**PASSAGE**

Re: ANALYZE sampling is too good

From: Jeff Janes <jeff(dot)janes(at)gmail(dot)com>
To: Robert Haas <robertmhaas(at)gmail(dot)com>
Cc: Greg Stark <stark(at)mit(dot)edu>, PostgreSQL-development <pgsql-hackers(at)postgresql(dot)org>
Subject: Re: ANALYZE sampling is too good
Date: 2013-12-09 21:18:59
Message-ID: CAMkU=1yVmSVjSgw0qL9imbabLa7_kUYQxu9ZcdO1o357kq=_Zw@mail.gmail.com
Views: Raw Message | Whole Thread | Download mbox | Resend email
Thread:
Lists: pgsql-hackers

On Sat, Dec 7, 2013 at 11:46 AM, Robert Haas <robertmhaas(at)gmail(dot)com> wrote:

> On Tue, Dec 3, 2013 at 6:30 PM, Greg Stark <stark(at)mit(dot)edu> wrote:
> > I always gave the party line that ANALYZE only takes a small
> > constant-sized sample so even very large tables should be very quick.
> > But after hearing the same story again in Heroku I looked into it a
> > bit further. I was kind of shocked but the numbers.

**EXERCISE**
Answer from the mailing-list message on ANALYZE sampling:
(a) Who is listed as the sender of the message?
(b) In the quoted lines from Greg Stark, where did he hear the same story again?
(c) According to the party line he gave, what kind of sample does ANALYZE take?

**DATASET RECORDS**

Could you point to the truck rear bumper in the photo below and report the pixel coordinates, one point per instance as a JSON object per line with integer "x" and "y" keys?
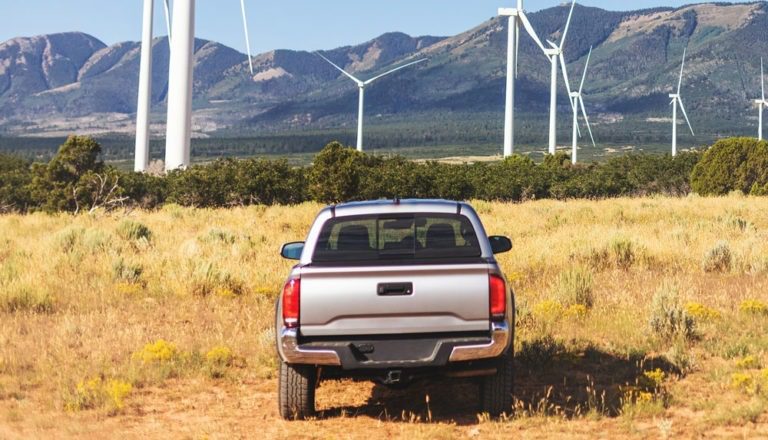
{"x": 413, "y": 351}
--
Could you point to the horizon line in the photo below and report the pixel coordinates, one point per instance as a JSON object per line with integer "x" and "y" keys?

**FULL RESPONSE**
(a) Jeff Janes
(b) At Heroku
(c) A small constant-sized sample